### Directives
A) Answer these questions about the thread on long-term storage for enriched data:
(i) Where is the normalization of field names currently handled?
(ii) What does Kyle Richardson call one of the big selling features for Avro?
(iii) Which fields does Kyle Richardson name as still needing normalization across the sensors?
B) Print, verbatim, the portion of the thread between "Re: Long-term storage" and "have with it :)", inclusive.

### Excerpt
## Start

Re: Long-term storage for enriched data

zeo...@gmail.com Fri, 06 Jan 2017 14:22:33 -0800

I think we can use the ES templates to start off, as Avro (HDFS) and ES
should be in sync.  There already is some normalization in place for field
names (ip_src_addr, etc.) so that enrichment can work across any log type.
This is currently handled in the parsers.


I think what you're talking about here is simply expanding that to handle
more fields, right?  I'm all for that - the more normalized the data is the
more fun I can have with it :)

Jon

On Fri, Jan 6, 2017, 4:26 PM Kyle Richardson <kylerichards...@gmail.com>
wrote:

> You're right. I don't think it needs to account for everything. As I
> understand it, one of the big selling features for Avro is the schema
> evolution.
>
> Do you think we can take the ES templates as a starting point for
> developing an Avro schema? I do still think we need some type of
> normalization across the sensors for fields like URL, user name, and
> disposition. This wouldn't be specific to Avro but would allow us to better
> search across multiple sensor types in the UI too. Say, for example, if I
> have two different proxy solutions.

## End

### Data
## Start

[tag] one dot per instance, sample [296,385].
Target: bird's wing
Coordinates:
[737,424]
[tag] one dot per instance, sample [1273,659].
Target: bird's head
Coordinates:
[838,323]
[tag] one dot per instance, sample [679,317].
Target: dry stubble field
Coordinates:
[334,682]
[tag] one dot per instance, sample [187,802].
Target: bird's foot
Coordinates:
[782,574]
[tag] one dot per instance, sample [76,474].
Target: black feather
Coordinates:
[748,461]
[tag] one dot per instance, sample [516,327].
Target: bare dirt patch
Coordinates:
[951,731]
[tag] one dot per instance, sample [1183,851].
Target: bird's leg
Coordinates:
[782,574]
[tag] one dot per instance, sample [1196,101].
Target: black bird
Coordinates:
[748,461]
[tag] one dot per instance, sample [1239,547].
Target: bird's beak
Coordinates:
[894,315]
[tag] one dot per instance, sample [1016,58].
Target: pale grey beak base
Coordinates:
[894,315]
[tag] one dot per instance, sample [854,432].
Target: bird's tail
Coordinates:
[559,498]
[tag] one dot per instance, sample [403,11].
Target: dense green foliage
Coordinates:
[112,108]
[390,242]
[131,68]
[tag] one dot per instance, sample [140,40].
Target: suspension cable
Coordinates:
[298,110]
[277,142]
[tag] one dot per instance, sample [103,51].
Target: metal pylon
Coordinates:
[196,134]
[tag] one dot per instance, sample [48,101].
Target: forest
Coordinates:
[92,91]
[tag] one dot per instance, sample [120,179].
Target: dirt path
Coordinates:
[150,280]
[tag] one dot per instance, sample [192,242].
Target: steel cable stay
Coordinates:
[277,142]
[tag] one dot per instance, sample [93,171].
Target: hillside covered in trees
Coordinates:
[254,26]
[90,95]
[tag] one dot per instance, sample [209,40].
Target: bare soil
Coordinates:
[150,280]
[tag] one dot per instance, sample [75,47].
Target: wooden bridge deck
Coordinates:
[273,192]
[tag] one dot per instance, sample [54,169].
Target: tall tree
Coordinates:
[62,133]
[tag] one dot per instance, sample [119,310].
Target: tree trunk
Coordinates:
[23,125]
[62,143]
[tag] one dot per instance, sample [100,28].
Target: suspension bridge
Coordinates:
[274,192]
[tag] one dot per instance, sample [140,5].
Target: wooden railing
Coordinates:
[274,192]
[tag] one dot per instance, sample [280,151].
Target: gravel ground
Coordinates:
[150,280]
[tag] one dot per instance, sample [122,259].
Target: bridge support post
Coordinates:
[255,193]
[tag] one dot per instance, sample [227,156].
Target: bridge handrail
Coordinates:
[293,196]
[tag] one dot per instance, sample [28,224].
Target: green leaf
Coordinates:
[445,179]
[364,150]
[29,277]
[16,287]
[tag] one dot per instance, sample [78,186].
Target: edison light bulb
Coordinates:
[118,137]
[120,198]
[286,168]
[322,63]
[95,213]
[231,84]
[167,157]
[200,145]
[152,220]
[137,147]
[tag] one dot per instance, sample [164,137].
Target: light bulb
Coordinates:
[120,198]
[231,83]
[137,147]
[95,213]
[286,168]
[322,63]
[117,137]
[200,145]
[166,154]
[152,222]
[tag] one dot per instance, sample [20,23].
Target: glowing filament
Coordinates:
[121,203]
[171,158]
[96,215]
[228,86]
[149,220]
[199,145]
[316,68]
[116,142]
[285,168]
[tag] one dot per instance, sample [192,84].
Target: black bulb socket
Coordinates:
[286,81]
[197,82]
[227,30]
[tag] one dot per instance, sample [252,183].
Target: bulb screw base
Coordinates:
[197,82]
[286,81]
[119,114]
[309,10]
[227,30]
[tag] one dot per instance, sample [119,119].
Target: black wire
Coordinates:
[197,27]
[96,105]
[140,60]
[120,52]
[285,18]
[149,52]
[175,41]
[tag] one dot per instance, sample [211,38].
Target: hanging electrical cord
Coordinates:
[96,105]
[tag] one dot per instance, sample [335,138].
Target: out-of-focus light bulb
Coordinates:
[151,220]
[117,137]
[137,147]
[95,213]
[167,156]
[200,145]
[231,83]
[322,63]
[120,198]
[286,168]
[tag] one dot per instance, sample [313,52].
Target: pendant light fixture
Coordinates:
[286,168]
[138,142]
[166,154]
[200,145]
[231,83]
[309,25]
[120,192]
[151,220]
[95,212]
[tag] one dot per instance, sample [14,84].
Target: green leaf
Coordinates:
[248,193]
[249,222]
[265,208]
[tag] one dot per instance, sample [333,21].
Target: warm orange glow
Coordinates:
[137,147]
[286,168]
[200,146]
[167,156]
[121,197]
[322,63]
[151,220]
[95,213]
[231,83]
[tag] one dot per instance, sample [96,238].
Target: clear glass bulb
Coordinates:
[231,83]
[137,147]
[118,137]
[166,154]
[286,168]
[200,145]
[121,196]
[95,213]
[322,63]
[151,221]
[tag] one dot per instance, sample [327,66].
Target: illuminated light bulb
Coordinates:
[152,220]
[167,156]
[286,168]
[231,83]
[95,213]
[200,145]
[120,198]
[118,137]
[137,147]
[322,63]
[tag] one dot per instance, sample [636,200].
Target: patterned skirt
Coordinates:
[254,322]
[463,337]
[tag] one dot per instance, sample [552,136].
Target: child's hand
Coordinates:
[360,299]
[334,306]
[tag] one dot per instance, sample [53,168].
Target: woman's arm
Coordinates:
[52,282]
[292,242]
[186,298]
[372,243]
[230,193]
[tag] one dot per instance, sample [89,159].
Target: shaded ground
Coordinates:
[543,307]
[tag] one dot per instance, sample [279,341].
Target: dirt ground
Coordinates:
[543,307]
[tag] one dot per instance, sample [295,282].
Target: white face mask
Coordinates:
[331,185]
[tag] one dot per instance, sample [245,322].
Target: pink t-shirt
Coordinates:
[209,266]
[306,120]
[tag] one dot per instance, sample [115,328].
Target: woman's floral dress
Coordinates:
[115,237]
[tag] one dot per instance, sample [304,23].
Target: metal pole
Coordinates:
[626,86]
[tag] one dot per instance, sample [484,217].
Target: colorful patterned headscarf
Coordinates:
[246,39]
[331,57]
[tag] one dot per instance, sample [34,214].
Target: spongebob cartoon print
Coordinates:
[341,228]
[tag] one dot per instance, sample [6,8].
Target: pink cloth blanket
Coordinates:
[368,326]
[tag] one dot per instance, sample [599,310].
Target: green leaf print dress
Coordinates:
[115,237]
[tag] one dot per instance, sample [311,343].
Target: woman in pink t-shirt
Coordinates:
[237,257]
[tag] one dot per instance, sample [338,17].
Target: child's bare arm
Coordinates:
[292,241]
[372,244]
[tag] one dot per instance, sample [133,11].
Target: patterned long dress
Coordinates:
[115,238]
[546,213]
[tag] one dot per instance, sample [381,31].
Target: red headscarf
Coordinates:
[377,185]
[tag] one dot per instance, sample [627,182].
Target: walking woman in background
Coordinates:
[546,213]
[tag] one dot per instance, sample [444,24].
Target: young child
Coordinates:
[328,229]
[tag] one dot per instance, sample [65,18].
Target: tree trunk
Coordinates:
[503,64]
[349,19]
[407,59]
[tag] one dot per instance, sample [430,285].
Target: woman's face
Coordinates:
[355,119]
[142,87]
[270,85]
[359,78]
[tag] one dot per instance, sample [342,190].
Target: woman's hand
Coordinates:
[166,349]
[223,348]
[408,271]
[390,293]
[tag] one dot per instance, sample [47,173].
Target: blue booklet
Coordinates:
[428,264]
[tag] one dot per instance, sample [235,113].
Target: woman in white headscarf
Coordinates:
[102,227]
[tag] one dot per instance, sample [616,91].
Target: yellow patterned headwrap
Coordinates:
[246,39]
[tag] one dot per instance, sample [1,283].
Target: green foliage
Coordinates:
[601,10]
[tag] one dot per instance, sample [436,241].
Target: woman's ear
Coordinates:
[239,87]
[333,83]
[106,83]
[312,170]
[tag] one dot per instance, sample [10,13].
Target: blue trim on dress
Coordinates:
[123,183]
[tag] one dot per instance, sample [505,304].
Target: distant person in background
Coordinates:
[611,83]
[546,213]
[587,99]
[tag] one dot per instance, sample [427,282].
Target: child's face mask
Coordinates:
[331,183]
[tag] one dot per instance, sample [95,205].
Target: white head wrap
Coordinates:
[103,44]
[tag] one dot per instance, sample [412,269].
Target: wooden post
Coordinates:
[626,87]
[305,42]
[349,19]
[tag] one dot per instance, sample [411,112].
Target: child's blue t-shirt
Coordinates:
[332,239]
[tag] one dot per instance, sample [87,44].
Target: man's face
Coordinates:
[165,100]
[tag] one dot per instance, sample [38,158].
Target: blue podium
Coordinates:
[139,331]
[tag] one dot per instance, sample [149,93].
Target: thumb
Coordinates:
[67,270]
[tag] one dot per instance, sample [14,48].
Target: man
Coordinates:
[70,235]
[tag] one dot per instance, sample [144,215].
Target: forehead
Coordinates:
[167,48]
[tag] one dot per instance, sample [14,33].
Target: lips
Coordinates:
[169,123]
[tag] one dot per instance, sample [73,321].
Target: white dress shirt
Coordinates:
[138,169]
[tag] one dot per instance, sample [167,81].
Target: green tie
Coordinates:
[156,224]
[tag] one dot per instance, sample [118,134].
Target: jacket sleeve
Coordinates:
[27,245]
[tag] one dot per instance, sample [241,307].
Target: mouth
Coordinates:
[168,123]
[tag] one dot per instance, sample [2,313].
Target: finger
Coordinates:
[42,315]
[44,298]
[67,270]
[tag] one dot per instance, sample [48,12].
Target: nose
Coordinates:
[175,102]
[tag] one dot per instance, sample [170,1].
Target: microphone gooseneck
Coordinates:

## End

### Per-task answers
A)
(i) In the parsers.
(ii) Schema evolution.
(iii) URL, user name, and disposition.

B)
Re: Long-term storage for enriched data

zeo...@gmail.com Fri, 06 Jan 2017 14:22:33 -0800

I think we can use the ES templates to start off, as Avro (HDFS) and ES
should be in sync.  There already is some normalization in place for field
names (ip_src_addr, etc.) so that enrichment can work across any log type.
This is currently handled in the parsers.


I think what you're talking about here is simply expanding that to handle
more fields, right?  I'm all for that - the more normalized the data is the
more fun I can have with it :)